→ Task prompt
Turn every line of the entries below into a numbered list, leaving out the blank lines.

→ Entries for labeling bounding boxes
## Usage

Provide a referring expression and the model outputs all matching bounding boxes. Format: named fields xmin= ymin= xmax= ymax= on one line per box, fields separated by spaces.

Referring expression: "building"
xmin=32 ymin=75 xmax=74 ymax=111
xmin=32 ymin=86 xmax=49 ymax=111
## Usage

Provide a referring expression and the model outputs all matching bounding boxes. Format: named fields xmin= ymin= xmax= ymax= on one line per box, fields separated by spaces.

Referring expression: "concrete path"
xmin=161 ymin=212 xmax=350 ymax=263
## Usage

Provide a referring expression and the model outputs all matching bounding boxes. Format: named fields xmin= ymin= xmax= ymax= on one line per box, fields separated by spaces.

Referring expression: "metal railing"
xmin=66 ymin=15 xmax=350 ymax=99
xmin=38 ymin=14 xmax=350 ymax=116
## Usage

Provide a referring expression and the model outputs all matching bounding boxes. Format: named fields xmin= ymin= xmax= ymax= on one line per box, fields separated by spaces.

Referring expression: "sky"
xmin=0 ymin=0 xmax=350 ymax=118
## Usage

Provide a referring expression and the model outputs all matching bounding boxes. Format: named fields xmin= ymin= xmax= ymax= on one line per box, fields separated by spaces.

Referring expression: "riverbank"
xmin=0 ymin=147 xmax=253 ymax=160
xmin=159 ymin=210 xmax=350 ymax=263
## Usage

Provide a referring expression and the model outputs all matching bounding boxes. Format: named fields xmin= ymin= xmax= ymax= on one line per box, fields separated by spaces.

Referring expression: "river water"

→ Reply
1. ## Usage
2. Provide a referring expression and the model outputs all matching bounding boxes. Format: named fields xmin= ymin= xmax= ymax= on one line per box, fields separated by spaces.
3. Referring expression: "building"
4. xmin=32 ymin=75 xmax=74 ymax=111
5. xmin=32 ymin=86 xmax=49 ymax=111
6. ## Usage
7. Provide a referring expression and the model outputs all matching bounding boxes. Format: named fields xmin= ymin= xmax= ymax= on one line per box, fields separated by spaces.
8. Referring expression: "concrete path"
9. xmin=161 ymin=212 xmax=350 ymax=263
10. ## Usage
11. Provide a referring expression and the model outputs all matching bounding boxes. Format: named fields xmin= ymin= xmax= ymax= on one line per box, fields separated by spaces.
12. Referring expression: "metal railing"
13. xmin=66 ymin=15 xmax=350 ymax=99
14. xmin=38 ymin=14 xmax=350 ymax=116
15. ## Usage
16. Provide a referring expression and the model outputs all matching bounding boxes. Format: named fields xmin= ymin= xmax= ymax= on one line per box, fields separated by spaces.
17. Referring expression: "sky"
18. xmin=0 ymin=0 xmax=350 ymax=118
19. ## Usage
20. Provide a referring expression and the model outputs all matching bounding boxes. Format: named fields xmin= ymin= xmax= ymax= on one line per box, fields separated by spaces.
21. Referring expression: "riverbank"
22. xmin=0 ymin=147 xmax=253 ymax=160
23. xmin=159 ymin=210 xmax=350 ymax=263
24. ## Usage
25. Provide a referring expression and the model outputs all matching bounding boxes. Format: named fields xmin= ymin= xmax= ymax= on one line per box, fields separated by spaces.
26. Referring expression: "river water"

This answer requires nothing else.